**Challenge A:** In the jazz guitar text, which two woods are named as the finest used in jazz guitars, and where do they come from?
**Challenge B:** Using the jazz guitar text, decide whether each statement agrees with it: (i) On a flat top guitar, the bridge and tailpiece sit together on the top. (ii) A built-in pickup usually goes with x-bracing. (iii) Maple is the wood chosen for the back and sides. Give yes or no for each, with the words from the text that decide it.
**Challenge C:** Reproduce the jazz guitar text from "We first looked" to "jazz band setting.".

We first looked at the construction of flat top guitars, durable for treks across the country and steel strings for volume. Because the bridge and tailpiece are placed together on the top of the guitar, right in the middle, an incredible amount of bracing is required. The top of any acoustic guitar needs to be delicate enough to vibrate with the strings and project sound like a speaker cone. The tight steel strings of a flat top would rip that delicate top right off without extra bracing underneath it. Unfortunately, that extra bracing reduces the acoustic qualities of the guitar, so it couldn't be heard well in a jazz band setting.

Developments by Gibson and others in the early 1900s brought more traditional stringed instrument designs to the guitar. Like a violin or cello, the top was carved into an arch with f-holes next to the bridge instead of a single round hole under the strings. The tailpiece was attached to the side of the guitar, called a violin or trapeze tailpiece, to provide a downward force on the bridge. Thus, there was no more danger of ripping off the top, so that extra bracing was no longer necessary, which allowed the top to resonate more freely.

Ideally, no holes were drilled anywhere in the top. The tailpiece was attached to the side. The pickguard was attached to the neck, supported by an additional attachment to the side if necessary. When pickups came to prominence in the 30s, they were attached to the pickguard or neck. The volume knob was accessible on the pickguard, and the output jack on the side. In fact, nothing even touched the top of the guitar except the bridge, which was essential in transferring the strings' vibrations to the top.

Built-in pickups were also developed as an alternative to the floating pickup. This required a change in the bracing, which traditionally runs in a big "X" underneath the top. Cutting a big hole or two in the top for pickups requires parallel bracing, running along the sides of the pickups, parallel to the strings. Installing pickups allows for more tonal flexibility while maintaining most, but not the optimum, acoustic qualities. So, with occasional exceptions, a built-in pickup means parallel bracing, and floating or no pickup means x-bracing.

Of course, with pickups and amplification comes feedback, especially with hollow, highly resonant bodies. This leads us to solid bodies, Telecasters, Les Pauls, Stratocasters, and away from traditional jazz guitar.

The finest woods used in jazz guitars come from Europe, specifically spruce and maple. According to Howard, they generally grow on hillsides in harsh environments, leading to tight, stable growth rings. Spruce happens to be optimal for the resonant top, and maple for the reflecting back and sides.

**Data provided:**
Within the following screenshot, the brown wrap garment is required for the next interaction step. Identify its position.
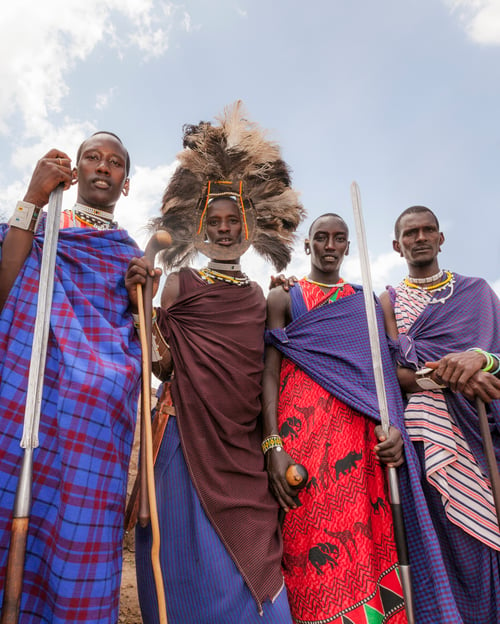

**Written answer A:** Spruce and maple, from Europe.

**Written answer B:**
(i) Yes: "Because the bridge and tailpiece are placed together on the top of the guitar, right in the middle"
(ii) No: "a built-in pickup means parallel bracing, and floating or no pickup means x-bracing"
(iii) Yes: "maple for the reflecting back and sides"

**Written answer C:**
We first looked at the construction of flat top guitars, durable for treks across the country and steel strings for volume. Because the bridge and tailpiece are placed together on the top of the guitar, right in the middle, an incredible amount of bracing is required. The top of any acoustic guitar needs to be delicate enough to vibrate with the strings and project sound like a speaker cone. The tight steel strings of a flat top would rip that delicate top right off without extra bracing underneath it. Unfortunately, that extra bracing reduces the acoustic qualities of the guitar, so it couldn't be heard well in a jazz band setting.